─── Text section ───

The 2012 Philippine Peace Cup was the inaugural edition of the tournament, four-nation international football competition organized by the Philippine Football Federation (PFF).  It was originally slated for October 12–16 but the PFF moved it to September 25–29 to give way to the participation of local side Loyola Meralco Sparks in the 2012 Singapore Cup. ABS-CBN covered the games on Studio 23.

The tournament was due to be the third annual Long Teng Cup, however, the organizers, the Chinese Taipei Football Association (CTFA), withdrew from staging the 2012 edition and requested the PFF to host it.  The PFF then renamed it as the Paulino Alcántara Cup, after Filipino–Spanish football legend who played for FC Barcelona.  It was again renamed to the Paulino Alcántara Peace Cup and eventually to the Philippine Peace Cup as the Philippine Sports Commission, which operates the Rizal Memorial Stadium where the tournament will be held, has a rule against events named after an individual.  The month of September is also peace month in the Philippines and the tournament saw involvement of the office of the presidential adviser on the country's peace process.

After 99 years, the Philippines won their first international title since the 1913 Far Eastern Games.

─── Extracted material ───

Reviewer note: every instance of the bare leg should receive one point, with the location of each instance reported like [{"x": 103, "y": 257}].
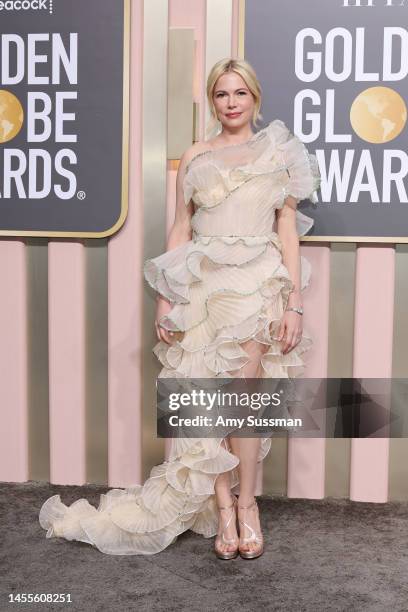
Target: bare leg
[
  {"x": 223, "y": 497},
  {"x": 247, "y": 450}
]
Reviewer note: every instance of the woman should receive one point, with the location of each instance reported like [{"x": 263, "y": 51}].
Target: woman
[{"x": 229, "y": 305}]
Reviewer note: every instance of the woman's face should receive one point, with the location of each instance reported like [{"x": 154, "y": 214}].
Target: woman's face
[{"x": 234, "y": 103}]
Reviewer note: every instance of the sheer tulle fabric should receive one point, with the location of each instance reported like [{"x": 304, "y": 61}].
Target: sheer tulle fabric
[{"x": 227, "y": 285}]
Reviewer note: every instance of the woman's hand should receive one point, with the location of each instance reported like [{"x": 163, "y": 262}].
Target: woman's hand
[
  {"x": 290, "y": 330},
  {"x": 163, "y": 307}
]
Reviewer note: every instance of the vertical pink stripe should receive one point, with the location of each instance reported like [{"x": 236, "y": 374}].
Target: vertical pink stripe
[
  {"x": 13, "y": 362},
  {"x": 188, "y": 14},
  {"x": 125, "y": 286},
  {"x": 235, "y": 28},
  {"x": 66, "y": 308},
  {"x": 373, "y": 333},
  {"x": 306, "y": 457}
]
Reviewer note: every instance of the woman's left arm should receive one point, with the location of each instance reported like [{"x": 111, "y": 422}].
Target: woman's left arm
[{"x": 291, "y": 327}]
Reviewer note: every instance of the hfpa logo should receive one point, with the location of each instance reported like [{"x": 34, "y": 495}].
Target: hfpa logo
[
  {"x": 26, "y": 5},
  {"x": 371, "y": 3}
]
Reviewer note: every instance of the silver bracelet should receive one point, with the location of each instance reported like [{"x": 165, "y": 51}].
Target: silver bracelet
[{"x": 298, "y": 310}]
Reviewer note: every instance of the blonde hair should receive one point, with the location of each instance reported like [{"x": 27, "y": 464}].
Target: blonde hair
[{"x": 245, "y": 70}]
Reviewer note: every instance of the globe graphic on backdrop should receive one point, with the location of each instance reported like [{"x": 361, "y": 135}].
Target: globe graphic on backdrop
[
  {"x": 11, "y": 116},
  {"x": 378, "y": 114}
]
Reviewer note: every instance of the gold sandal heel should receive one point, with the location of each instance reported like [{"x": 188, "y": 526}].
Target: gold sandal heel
[
  {"x": 254, "y": 537},
  {"x": 227, "y": 554}
]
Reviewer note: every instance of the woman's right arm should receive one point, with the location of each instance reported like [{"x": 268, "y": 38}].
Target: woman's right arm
[{"x": 179, "y": 234}]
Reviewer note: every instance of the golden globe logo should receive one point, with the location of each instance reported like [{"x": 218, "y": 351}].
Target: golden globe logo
[
  {"x": 26, "y": 5},
  {"x": 47, "y": 67}
]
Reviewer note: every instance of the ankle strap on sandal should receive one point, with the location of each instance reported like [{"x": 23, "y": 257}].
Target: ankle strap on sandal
[
  {"x": 234, "y": 501},
  {"x": 254, "y": 503}
]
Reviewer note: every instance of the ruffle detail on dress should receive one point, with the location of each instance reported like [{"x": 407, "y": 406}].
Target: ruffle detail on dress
[
  {"x": 303, "y": 171},
  {"x": 229, "y": 307},
  {"x": 172, "y": 273},
  {"x": 179, "y": 495}
]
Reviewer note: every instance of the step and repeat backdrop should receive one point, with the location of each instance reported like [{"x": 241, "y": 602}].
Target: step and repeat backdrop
[
  {"x": 63, "y": 117},
  {"x": 336, "y": 73}
]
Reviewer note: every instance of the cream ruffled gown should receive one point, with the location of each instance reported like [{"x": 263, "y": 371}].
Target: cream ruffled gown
[{"x": 228, "y": 285}]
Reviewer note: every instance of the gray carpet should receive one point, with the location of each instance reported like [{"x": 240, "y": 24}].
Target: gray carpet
[{"x": 320, "y": 556}]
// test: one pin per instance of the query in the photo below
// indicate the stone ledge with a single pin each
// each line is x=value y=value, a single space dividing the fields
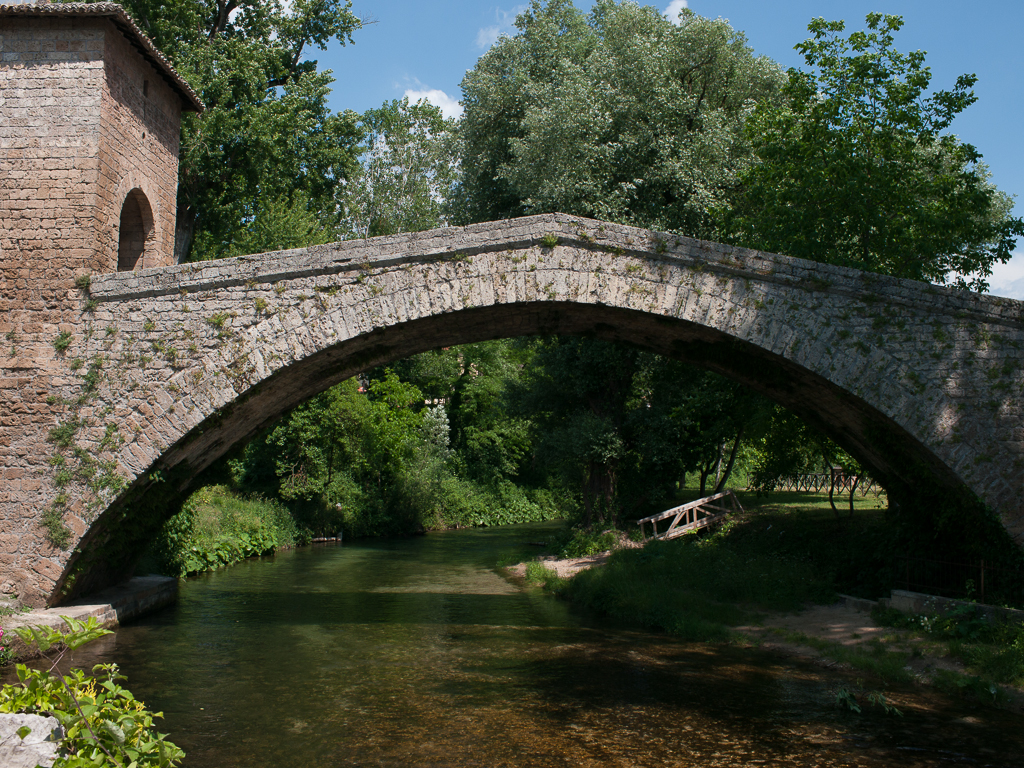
x=38 y=750
x=111 y=607
x=916 y=602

───

→ **Challenge 1**: Revise the Peace Cup text starting with "The tournament was" and going on through "country's peace process.", replacing "renamed" with "retitled".
→ **Challenge 2**: Continue the Peace Cup text past its last sentence.
The rows are separate material, independent of the Peace Cup text.

→ **Task output 1**:
The tournament was due to be the third annual Long Teng Cup, however, the organizers, the Chinese Taipei Football Association (CTFA), withdrew from staging the 2012 edition and requested the PFF to host it.  The PFF then retitled it as the Paulino Alcántara Cup, after Filipino–Spanish football legend who played for FC Barcelona.  It was again retitled to the Paulino Alcántara Peace Cup and eventually to the Philippine Peace Cup as the Philippine Sports Commission, which operates the Rizal Memorial Stadium where the tournament will be held, has a rule against events named after an individual.  The month of September is also peace month in the Philippines and the tournament saw involvement of the office of the presidential adviser on the country's peace process.

→ **Task output 2**:
Competing teams
This tournament was due to be the third staging of the Long Teng Cup, all four participants of the tournament were to take part. However, Hong Kong withdrew from participating with Pakistan initially being mooted as their replacement. The PFF then invited Guam which they eventually accepted, thus replacing Hong Kong as the fourth team.

The four national teams that will take part are:

Venue
The tournament was supposed to be held at Panaad Stadium in Bacolod, Negros Occidental. This was due to it supposedly being more financially feasible and that renovations were going to take place from August to September at Rizal Memorial Stadium. However, at the end of August 2012, PFF president Mariano Araneta announced that it will be moved back to the Rizal Memorial Stadium because the project, funded by FIFA which will turn the football field into an artificial turf, didn’t push through. Araneta added that conducting the tournament in Manila will lessen the expenses of the PFF in the event, which is estimated at ₱6 million.

Matches
All times listed are UTC+8.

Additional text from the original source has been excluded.